* Fragmento proporcionado:
Muerte y resurrección
Tras las dos primeras novelas, el personaje de Sherlock Holmes saltó realmente a la fama a través de los posteriores relatos breves. A principios de 1891, el agente del escritor envió dos cuentos de Sherlock Holmes a la revista The Strand. El primero, Escándalo en Bohemia, apareció en el número de julio.
El éxito fue apoteósico y las ventas de la revista se dispararon. Las doce primeras historias se reunieron en el volumen Las aventuras de Sherlock Holmes. Dos años más tarde, convencido de que su talento daba para más y agobiado por las exigencias de público y editores, Conan Doyle se hartó de su personaje.
Cuando The Strand le pidió una nueva serie de doce cuentos, el escritor exigió una inusitada cantidad de dinero. Quería que la rechazaran para poder librarse del detective, pero la treta no funcionó: The Strand aceptó sus elevadas condiciones, convirtiéndolo en el escritor mejor pagado del mundo.
Pero Conan Doyle no desistió de su empeño. En la última entrega, El problema final, el autor mató a su personaje. Lo despeñó en las cataratas de Reichenbach durante una pelea con su archienemigo, el profesor James Moriarty.
Su madre se lo echó en cara y los lectores protestaron ruidosamente; se dice que los hombres llevaban bandas negras de luto por la calle, la familia real británica mostró su disgusto y más de 20.000 lectores cancelaron sus suscripciones a The Strand.
Pero, a pesar de las presiones, Doyle resistió ocho años sin escribir una sola línea sobre Holmes. Hasta que en 1901 el detective reapareció en la novela El sabueso de los Baskerville; para mantener la coherencia, el autor situó la acción antes del episodio de las cataratas.
Un año después, Doyle resucitó al personaje en La aventura de la casa vacía, haciendo creer que Holmes en realidad no había muerto en Reichenbach y que luego se había mantenido oculto. A partir de entonces, Holmes siguió protagonizando historias hasta 1927, tres años antes de la muerte de Conan Doyle.
Sherlock Holmes aparece en sesenta relatos de Doyle, el llamado Canon holmesiano, entre los que hay cuatro novelas. Sin embargo, Watson cita otros ochenta casos muy sugerentes de los que no ofrece más detalles, como El asunto de los cameos del Vaticano.
Los clientes de Holmes
En los cuentos, los clientes de Holmes respondían al perfil típico de los que acudían a las agencias de detectives de mayor renombre de la época: caballeros y damas de la burguesía en apuros y altos funcionarios y aristócratas con asuntos delicados de Estado. Los casos más importantes de Holmes, sin embargo, eran menos habituales.

* Enunciado de la tarea: Repite tal cual el pasaje del texto sobre Sherlock Holmes que empieza en "Pero, a pesar" y termina en "cameos del Vaticano.".

* Datos disponibles:
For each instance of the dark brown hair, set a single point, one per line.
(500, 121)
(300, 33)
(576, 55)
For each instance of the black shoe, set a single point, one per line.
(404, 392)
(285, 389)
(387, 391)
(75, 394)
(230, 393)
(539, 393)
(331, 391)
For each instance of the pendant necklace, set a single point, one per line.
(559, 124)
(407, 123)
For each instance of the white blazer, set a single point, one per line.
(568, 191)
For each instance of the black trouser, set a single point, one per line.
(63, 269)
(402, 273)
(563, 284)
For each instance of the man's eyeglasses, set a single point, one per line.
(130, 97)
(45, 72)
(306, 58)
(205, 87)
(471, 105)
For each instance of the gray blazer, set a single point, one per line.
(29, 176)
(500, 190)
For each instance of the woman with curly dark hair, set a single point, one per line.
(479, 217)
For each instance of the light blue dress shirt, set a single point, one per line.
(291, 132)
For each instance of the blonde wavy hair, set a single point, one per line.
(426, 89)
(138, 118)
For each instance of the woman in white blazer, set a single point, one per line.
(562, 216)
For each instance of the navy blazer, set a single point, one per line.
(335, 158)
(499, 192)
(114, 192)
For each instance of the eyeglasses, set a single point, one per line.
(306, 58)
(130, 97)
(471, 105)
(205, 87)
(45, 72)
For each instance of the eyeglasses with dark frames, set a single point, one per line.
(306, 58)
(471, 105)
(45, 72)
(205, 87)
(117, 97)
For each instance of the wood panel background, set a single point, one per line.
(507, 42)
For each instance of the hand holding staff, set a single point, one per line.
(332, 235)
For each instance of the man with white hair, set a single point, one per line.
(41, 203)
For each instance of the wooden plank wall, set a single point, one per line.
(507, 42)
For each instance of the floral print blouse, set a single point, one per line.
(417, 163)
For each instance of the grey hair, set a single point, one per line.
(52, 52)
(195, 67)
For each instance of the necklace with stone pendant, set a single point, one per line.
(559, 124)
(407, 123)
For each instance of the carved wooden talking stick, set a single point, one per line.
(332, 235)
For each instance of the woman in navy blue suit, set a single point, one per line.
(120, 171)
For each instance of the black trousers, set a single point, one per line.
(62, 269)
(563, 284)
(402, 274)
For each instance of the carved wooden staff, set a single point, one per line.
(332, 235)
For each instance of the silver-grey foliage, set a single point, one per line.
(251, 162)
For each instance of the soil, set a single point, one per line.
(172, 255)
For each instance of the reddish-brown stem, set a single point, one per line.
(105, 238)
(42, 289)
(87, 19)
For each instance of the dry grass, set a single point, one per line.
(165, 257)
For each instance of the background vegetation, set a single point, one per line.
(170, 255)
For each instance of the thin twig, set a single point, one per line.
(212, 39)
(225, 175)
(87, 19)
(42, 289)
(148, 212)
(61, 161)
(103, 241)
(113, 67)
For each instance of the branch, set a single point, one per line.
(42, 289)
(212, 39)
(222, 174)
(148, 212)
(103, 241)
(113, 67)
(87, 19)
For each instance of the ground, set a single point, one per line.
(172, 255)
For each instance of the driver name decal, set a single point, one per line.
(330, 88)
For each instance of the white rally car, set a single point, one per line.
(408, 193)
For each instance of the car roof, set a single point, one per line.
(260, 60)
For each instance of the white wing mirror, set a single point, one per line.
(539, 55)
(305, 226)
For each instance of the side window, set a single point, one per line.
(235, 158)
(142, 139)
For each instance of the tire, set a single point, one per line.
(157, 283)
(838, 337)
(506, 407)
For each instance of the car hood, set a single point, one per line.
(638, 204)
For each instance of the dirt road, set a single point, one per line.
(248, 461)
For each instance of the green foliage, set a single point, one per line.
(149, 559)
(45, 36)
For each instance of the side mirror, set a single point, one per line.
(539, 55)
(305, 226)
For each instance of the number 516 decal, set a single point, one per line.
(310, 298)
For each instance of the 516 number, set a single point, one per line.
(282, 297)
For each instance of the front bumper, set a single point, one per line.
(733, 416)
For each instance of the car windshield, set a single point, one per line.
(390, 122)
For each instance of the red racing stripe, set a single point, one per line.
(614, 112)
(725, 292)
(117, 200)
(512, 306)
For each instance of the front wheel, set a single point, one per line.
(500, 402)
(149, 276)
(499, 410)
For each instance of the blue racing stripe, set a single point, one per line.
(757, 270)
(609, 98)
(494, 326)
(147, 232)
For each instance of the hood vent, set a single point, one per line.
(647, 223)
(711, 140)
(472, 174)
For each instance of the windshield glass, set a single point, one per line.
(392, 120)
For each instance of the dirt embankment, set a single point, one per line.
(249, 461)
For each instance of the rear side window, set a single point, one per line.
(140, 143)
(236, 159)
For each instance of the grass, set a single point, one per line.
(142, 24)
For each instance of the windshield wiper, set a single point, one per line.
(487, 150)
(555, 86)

* Solución de la tarea:
Pero, a pesar de las presiones, Doyle resistió ocho años sin escribir una sola línea sobre Holmes. Hasta que en 1901 el detective reapareció en la novela El sabueso de los Baskerville; para mantener la coherencia, el autor situó la acción antes del episodio de las cataratas.
Un año después, Doyle resucitó al personaje en La aventura de la casa vacía, haciendo creer que Holmes en realidad no había muerto en Reichenbach y que luego se había mantenido oculto. A partir de entonces, Holmes siguió protagonizando historias hasta 1927, tres años antes de la muerte de Conan Doyle.
Sherlock Holmes aparece en sesenta relatos de Doyle, el llamado Canon holmesiano, entre los que hay cuatro novelas. Sin embargo, Watson cita otros ochenta casos muy sugerentes de los que no ofrece más detalles, como El asunto de los cameos del Vaticano.